-- Start Recorded information --
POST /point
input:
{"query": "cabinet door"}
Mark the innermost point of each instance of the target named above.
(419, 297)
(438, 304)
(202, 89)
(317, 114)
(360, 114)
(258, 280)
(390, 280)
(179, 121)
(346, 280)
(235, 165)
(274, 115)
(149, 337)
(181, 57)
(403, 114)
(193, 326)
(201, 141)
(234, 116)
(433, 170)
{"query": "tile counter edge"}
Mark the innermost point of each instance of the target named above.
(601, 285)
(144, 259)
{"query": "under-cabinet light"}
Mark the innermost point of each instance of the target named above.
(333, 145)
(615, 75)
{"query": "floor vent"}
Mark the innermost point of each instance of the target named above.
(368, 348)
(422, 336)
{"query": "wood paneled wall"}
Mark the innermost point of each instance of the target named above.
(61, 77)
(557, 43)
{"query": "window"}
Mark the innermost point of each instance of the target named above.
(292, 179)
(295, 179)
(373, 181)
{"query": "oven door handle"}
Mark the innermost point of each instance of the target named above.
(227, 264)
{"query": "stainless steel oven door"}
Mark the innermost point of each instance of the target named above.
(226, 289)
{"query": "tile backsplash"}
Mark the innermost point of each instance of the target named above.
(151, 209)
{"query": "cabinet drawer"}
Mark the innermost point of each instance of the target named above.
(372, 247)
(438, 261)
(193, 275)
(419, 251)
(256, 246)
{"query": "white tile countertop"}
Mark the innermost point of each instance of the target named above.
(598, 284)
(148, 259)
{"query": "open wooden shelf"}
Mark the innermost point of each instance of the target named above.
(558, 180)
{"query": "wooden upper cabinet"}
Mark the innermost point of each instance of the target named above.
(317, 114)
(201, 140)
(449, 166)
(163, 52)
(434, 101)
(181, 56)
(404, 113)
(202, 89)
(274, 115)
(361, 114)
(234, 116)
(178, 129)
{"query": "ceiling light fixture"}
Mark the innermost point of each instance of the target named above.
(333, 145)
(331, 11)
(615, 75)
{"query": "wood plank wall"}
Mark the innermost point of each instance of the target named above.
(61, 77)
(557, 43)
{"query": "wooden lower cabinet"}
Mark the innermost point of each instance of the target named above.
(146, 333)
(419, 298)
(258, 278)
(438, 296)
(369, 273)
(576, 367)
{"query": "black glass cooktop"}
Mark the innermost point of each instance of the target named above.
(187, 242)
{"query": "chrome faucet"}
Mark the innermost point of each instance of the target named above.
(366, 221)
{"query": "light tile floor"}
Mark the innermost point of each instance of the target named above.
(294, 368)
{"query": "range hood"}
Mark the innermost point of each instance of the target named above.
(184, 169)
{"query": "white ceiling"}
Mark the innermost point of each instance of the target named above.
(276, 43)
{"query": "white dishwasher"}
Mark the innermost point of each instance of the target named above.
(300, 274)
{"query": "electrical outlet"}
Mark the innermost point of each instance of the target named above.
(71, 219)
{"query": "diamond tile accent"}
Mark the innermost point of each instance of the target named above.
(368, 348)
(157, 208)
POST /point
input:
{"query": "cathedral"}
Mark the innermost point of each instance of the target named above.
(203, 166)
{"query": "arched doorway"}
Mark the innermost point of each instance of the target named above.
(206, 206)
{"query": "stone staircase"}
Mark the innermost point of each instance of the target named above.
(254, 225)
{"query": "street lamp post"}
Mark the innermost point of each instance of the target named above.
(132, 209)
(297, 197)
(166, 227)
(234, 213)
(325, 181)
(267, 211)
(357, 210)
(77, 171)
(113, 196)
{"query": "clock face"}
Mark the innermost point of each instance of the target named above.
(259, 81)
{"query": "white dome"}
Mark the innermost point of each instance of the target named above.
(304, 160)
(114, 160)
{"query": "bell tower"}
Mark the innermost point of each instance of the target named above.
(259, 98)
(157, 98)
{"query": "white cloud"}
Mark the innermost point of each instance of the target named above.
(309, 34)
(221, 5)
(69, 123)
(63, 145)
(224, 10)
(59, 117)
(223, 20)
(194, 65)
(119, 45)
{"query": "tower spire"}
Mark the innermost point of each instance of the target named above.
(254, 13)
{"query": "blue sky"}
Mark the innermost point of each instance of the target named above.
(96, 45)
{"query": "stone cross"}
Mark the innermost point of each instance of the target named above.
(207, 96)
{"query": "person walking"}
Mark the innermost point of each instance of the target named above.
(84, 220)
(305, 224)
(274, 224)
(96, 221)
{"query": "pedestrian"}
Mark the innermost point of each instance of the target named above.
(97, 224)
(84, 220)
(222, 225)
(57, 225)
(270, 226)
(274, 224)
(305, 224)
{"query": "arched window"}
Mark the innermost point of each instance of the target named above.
-- End Recorded information --
- Direction
Return each line of the data above that contains the string "stone". Case counts.

- Answer to the exercise
{"query": "stone staircase"}
{"query": "stone cross"}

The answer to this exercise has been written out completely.